===== Supplied material =====
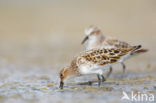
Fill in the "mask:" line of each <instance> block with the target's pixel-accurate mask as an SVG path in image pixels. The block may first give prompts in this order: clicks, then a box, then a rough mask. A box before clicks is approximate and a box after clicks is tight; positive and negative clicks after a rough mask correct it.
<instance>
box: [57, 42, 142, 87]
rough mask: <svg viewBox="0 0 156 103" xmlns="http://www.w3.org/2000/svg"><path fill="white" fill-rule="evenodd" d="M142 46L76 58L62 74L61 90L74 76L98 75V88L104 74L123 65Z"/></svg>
mask: <svg viewBox="0 0 156 103" xmlns="http://www.w3.org/2000/svg"><path fill="white" fill-rule="evenodd" d="M140 48H141V45H138V46H133V47H130V48H119V49H117V48H111V49H105V48H103V49H92V50H88V51H85V52H83V53H81V54H80V56H77V57H75V58H74V59H73V60H72V62H71V64H70V65H69V66H66V67H64V68H63V69H62V70H61V71H60V73H59V76H60V88H61V89H63V85H64V80H66V79H67V78H71V77H74V76H82V75H88V74H96V75H97V77H98V86H100V84H101V82H102V81H103V79H104V78H103V75H102V74H103V72H104V70H105V69H107V68H109V67H110V66H111V65H113V64H115V63H121V62H123V61H124V60H125V59H126V58H128V57H129V56H131V55H133V53H135V52H136V51H137V50H139V49H140Z"/></svg>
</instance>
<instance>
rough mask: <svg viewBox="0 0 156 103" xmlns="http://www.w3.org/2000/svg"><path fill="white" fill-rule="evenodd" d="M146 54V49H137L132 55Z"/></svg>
mask: <svg viewBox="0 0 156 103" xmlns="http://www.w3.org/2000/svg"><path fill="white" fill-rule="evenodd" d="M146 52H148V49H139V50H136V51H135V52H134V53H133V54H132V55H137V54H142V53H146Z"/></svg>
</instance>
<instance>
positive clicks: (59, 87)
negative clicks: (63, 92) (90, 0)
mask: <svg viewBox="0 0 156 103" xmlns="http://www.w3.org/2000/svg"><path fill="white" fill-rule="evenodd" d="M63 85H64V83H63V82H62V81H61V82H60V87H59V88H60V89H63Z"/></svg>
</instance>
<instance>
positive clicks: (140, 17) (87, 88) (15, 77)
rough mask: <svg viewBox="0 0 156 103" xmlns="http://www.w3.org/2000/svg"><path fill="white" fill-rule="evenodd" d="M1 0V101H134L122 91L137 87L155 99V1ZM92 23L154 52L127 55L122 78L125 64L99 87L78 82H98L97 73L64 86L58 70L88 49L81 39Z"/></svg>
mask: <svg viewBox="0 0 156 103" xmlns="http://www.w3.org/2000/svg"><path fill="white" fill-rule="evenodd" d="M0 2H1V3H0V5H1V6H0V8H1V9H0V11H1V12H0V15H1V17H0V22H1V23H0V78H1V80H0V102H1V103H28V102H29V103H50V102H56V103H73V102H76V103H80V102H81V103H95V102H98V103H114V102H115V103H125V102H126V103H130V102H132V101H124V100H121V97H122V95H123V94H122V92H123V91H125V92H127V93H128V94H129V95H130V93H131V92H132V91H134V92H135V93H138V92H140V93H152V94H154V95H155V100H156V75H155V74H156V48H155V44H156V29H155V27H156V21H155V18H156V6H155V1H154V0H149V1H148V2H146V0H142V1H141V2H139V0H138V2H134V1H131V2H130V1H129V2H124V1H122V3H120V2H115V3H114V2H108V1H107V2H106V1H98V2H89V1H88V0H86V1H85V2H83V1H79V2H74V1H73V2H56V1H55V2H45V3H37V4H29V3H28V4H27V3H23V4H22V3H21V4H20V3H19V4H18V3H7V2H2V1H0ZM88 3H90V5H88V6H87V7H86V5H87V4H88ZM28 5H29V6H28ZM91 24H95V25H98V26H100V27H101V29H102V31H103V33H104V34H105V35H109V36H113V37H116V38H119V39H121V40H124V41H128V42H129V43H131V44H133V45H138V44H141V45H142V46H143V48H147V49H149V52H147V53H144V54H141V55H138V56H136V57H134V58H131V59H129V60H127V61H126V62H125V64H126V66H127V69H126V74H125V75H124V77H123V78H122V68H121V65H120V64H117V65H114V66H113V68H114V69H113V73H112V75H111V76H110V77H109V78H107V81H106V82H104V83H102V86H101V87H100V88H99V87H98V86H97V83H96V82H95V83H93V84H92V85H91V86H90V85H79V84H78V83H80V82H82V83H83V82H87V81H91V80H94V81H96V79H97V78H96V76H94V75H93V76H85V77H79V78H74V79H72V80H71V81H67V82H66V84H65V88H64V89H63V90H60V89H59V88H58V86H59V78H58V73H59V71H60V70H61V68H63V67H64V66H65V65H68V64H69V63H70V61H71V60H72V58H73V57H74V56H75V55H78V54H79V52H81V51H83V50H84V46H83V45H81V44H80V43H81V41H82V40H83V38H84V37H85V35H84V29H85V28H86V27H87V26H89V25H91ZM106 72H107V71H106ZM154 102H155V101H154ZM154 102H153V103H154ZM145 103H146V102H145Z"/></svg>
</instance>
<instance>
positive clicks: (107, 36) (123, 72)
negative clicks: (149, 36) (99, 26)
mask: <svg viewBox="0 0 156 103" xmlns="http://www.w3.org/2000/svg"><path fill="white" fill-rule="evenodd" d="M85 34H86V37H85V38H84V40H83V41H82V43H81V44H84V43H85V47H86V50H90V49H94V48H131V47H133V46H131V45H130V44H128V43H127V42H124V41H120V40H117V39H115V38H112V37H108V36H104V35H103V33H102V31H101V29H100V28H98V27H97V26H94V25H91V26H89V27H88V28H87V29H86V30H85ZM147 51H148V50H147V49H140V50H137V51H136V52H135V53H133V55H131V56H134V55H136V54H140V53H144V52H147ZM123 62H124V61H123ZM123 62H121V65H122V67H123V74H124V73H125V69H126V65H125V64H124V63H123ZM111 73H112V67H110V70H109V72H108V74H107V77H109V75H110V74H111Z"/></svg>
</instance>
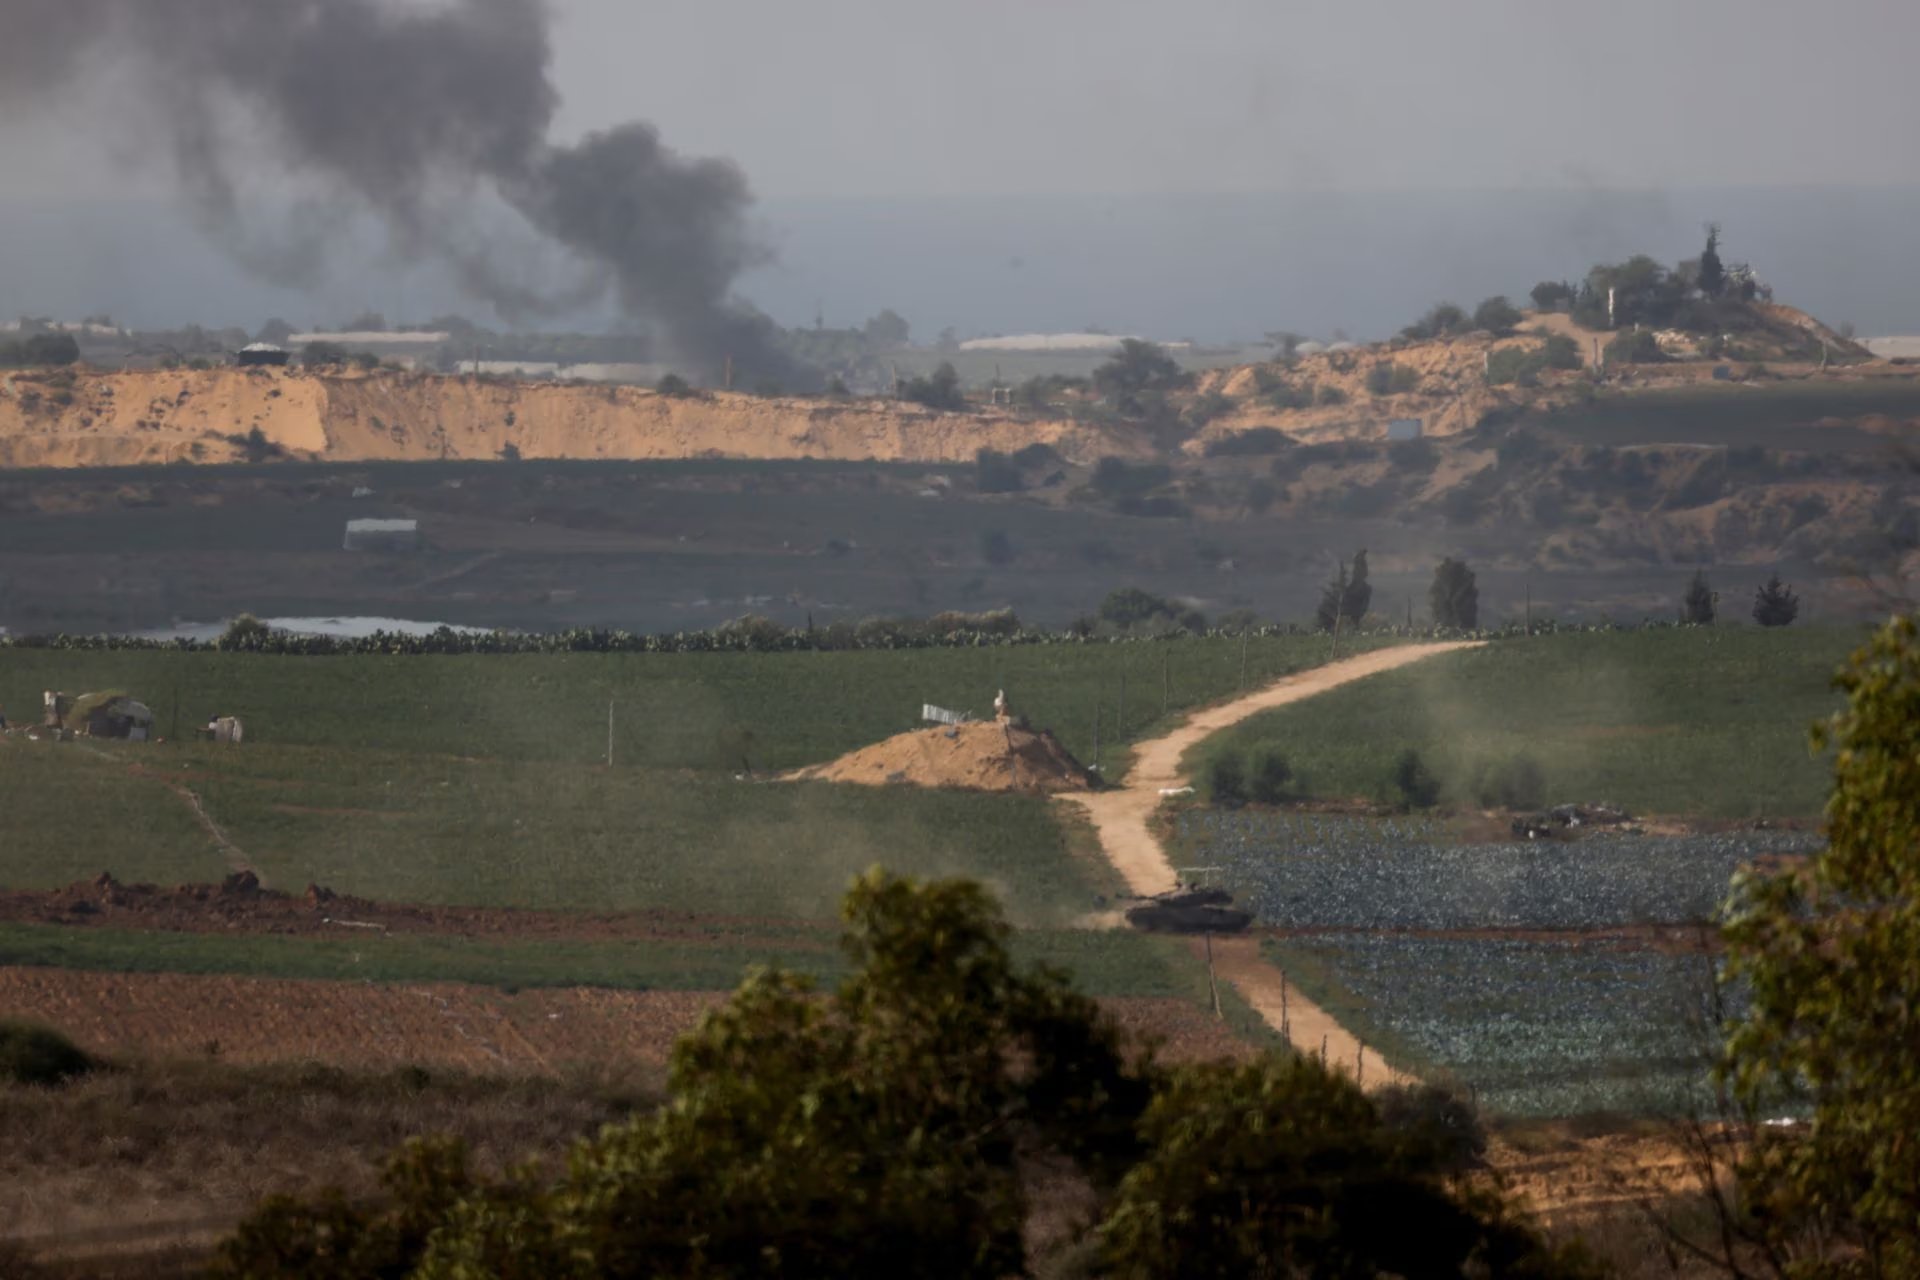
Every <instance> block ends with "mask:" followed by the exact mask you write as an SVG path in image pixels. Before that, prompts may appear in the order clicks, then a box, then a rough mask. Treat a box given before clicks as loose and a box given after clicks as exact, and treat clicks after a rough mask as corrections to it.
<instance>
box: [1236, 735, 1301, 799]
=====
Could you output the listing word for word, omitting every picture?

The answer:
Fill in the "mask:" line of each <instance> block with the target's pixel-accurate mask as an SVG path in image pixels. The block may first give prompts in this order: clicks, then a box, then a rough mask. A box before clicks is approximate and a box after clicks is tight; positive and negative clicks after a rough mask correct it.
<instance>
box: [57, 42, 142, 87]
rough mask: <svg viewBox="0 0 156 103" xmlns="http://www.w3.org/2000/svg"><path fill="white" fill-rule="evenodd" d="M142 46L76 58L62 74L61 90L74 76L98 75V88L104 74L123 65Z"/></svg>
mask: <svg viewBox="0 0 156 103" xmlns="http://www.w3.org/2000/svg"><path fill="white" fill-rule="evenodd" d="M140 48H141V45H138V46H133V47H130V48H119V49H117V48H111V49H105V48H103V49H92V50H88V51H85V52H83V53H81V54H80V56H77V57H75V58H74V59H73V60H72V62H71V64H70V65H69V66H66V67H64V68H63V69H62V70H61V71H60V73H59V76H60V88H61V89H63V85H64V80H66V79H67V78H71V77H74V76H82V75H88V74H96V75H97V77H98V86H100V84H101V82H102V81H103V79H104V78H103V75H102V74H103V72H104V70H105V69H107V68H109V67H110V66H111V65H113V64H115V63H121V62H123V61H124V60H125V59H126V58H128V57H129V56H131V55H133V53H135V52H136V51H137V50H139V49H140Z"/></svg>
</instance>
<instance>
rough mask: <svg viewBox="0 0 156 103" xmlns="http://www.w3.org/2000/svg"><path fill="white" fill-rule="evenodd" d="M146 54V49H137L132 55Z"/></svg>
mask: <svg viewBox="0 0 156 103" xmlns="http://www.w3.org/2000/svg"><path fill="white" fill-rule="evenodd" d="M146 52H148V49H139V50H136V51H135V52H134V53H133V54H132V55H137V54H142V53H146Z"/></svg>
</instance>
<instance>
positive clicks: (59, 87)
negative clicks: (63, 92) (90, 0)
mask: <svg viewBox="0 0 156 103" xmlns="http://www.w3.org/2000/svg"><path fill="white" fill-rule="evenodd" d="M63 85H64V83H63V82H62V81H61V82H60V87H59V88H60V89H63Z"/></svg>
</instance>
<instance>
positive clicks: (140, 17) (87, 88) (15, 77)
rough mask: <svg viewBox="0 0 156 103" xmlns="http://www.w3.org/2000/svg"><path fill="white" fill-rule="evenodd" d="M1 0V101H134L122 91L137 87L155 99V1ZM92 23L154 52L127 55L122 78L125 64L99 87L78 82H98L97 73L64 86L58 70L88 49L81 39Z"/></svg>
mask: <svg viewBox="0 0 156 103" xmlns="http://www.w3.org/2000/svg"><path fill="white" fill-rule="evenodd" d="M0 2H1V3H0V5H1V6H0V8H1V9H0V11H1V12H0V15H1V17H0V22H1V23H0V78H1V80H0V102H1V103H28V102H29V103H50V102H56V103H73V102H76V103H80V102H81V103H95V102H98V103H114V102H115V103H125V102H126V103H130V102H132V101H124V100H121V97H122V95H123V94H122V92H123V91H125V92H127V93H128V94H129V95H130V93H131V92H132V91H134V92H135V93H138V92H140V93H152V94H154V95H155V100H156V75H155V74H156V48H155V44H156V29H155V27H156V21H155V18H156V6H155V1H154V0H149V1H148V2H146V0H142V1H141V2H139V0H138V2H134V1H131V2H130V1H129V2H124V1H122V3H120V2H115V3H114V2H108V1H107V2H106V1H98V2H89V1H88V0H86V1H85V2H83V1H79V2H74V1H73V2H56V1H55V2H45V3H37V4H29V3H28V4H27V3H23V4H22V3H21V4H20V3H19V4H18V3H7V2H2V1H0ZM88 3H90V5H88V6H87V7H86V5H87V4H88ZM28 5H29V6H28ZM91 24H95V25H98V26H100V27H101V29H102V31H103V33H104V34H105V35H109V36H113V37H116V38H119V39H121V40H124V41H128V42H129V43H131V44H133V45H138V44H141V45H142V46H143V48H147V49H149V52H147V53H144V54H141V55H138V56H136V57H134V58H131V59H129V60H127V61H126V62H125V64H126V66H127V69H126V74H125V75H124V77H123V78H122V68H121V65H120V64H117V65H114V66H113V68H114V69H113V73H112V75H111V76H110V77H109V78H107V81H106V82H104V83H102V86H101V87H100V88H99V87H98V86H97V83H96V82H95V83H93V84H92V85H91V86H90V85H79V84H78V83H80V82H82V83H83V82H87V81H91V80H94V81H96V79H97V78H96V76H94V75H93V76H85V77H79V78H74V79H72V80H71V81H67V82H66V84H65V88H64V89H63V90H60V89H59V88H58V86H59V78H58V73H59V71H60V70H61V68H63V67H64V66H65V65H68V64H69V63H70V61H71V60H72V58H73V57H74V56H75V55H78V54H79V52H81V51H83V50H84V46H83V45H81V44H80V43H81V41H82V40H83V38H84V37H85V35H84V29H85V28H86V27H87V26H89V25H91ZM106 72H107V71H106ZM154 102H155V101H154ZM154 102H153V103H154ZM145 103H146V102H145Z"/></svg>
</instance>
<instance>
positive clicks: (107, 36) (123, 72)
negative clicks: (149, 36) (99, 26)
mask: <svg viewBox="0 0 156 103" xmlns="http://www.w3.org/2000/svg"><path fill="white" fill-rule="evenodd" d="M85 34H86V37H85V38H84V40H83V41H82V43H81V44H84V43H85V47H86V50H90V49H94V48H131V47H133V46H131V45H130V44H128V43H127V42H124V41H120V40H117V39H115V38H112V37H108V36H104V35H103V33H102V31H101V29H100V28H98V27H97V26H94V25H91V26H89V27H88V28H87V29H86V30H85ZM147 51H148V50H147V49H140V50H137V51H136V52H135V53H133V55H131V56H134V55H136V54H140V53H144V52H147ZM123 62H124V61H123ZM123 62H121V65H122V67H123V74H124V73H125V69H126V65H125V64H124V63H123ZM111 73H112V67H110V70H109V72H108V74H107V77H109V75H110V74H111Z"/></svg>
</instance>
Every <instance> block ends with "mask:" followed by the exact mask you write as an SVG path in image pixels. Before that, prompts may appear in the order clicks, then a box, then a rough mask. Treat a box given before clicks as loose and a box given after clicks as exact, and treat clicks after a rough mask as corrections to it.
<instance>
box: [1236, 735, 1301, 799]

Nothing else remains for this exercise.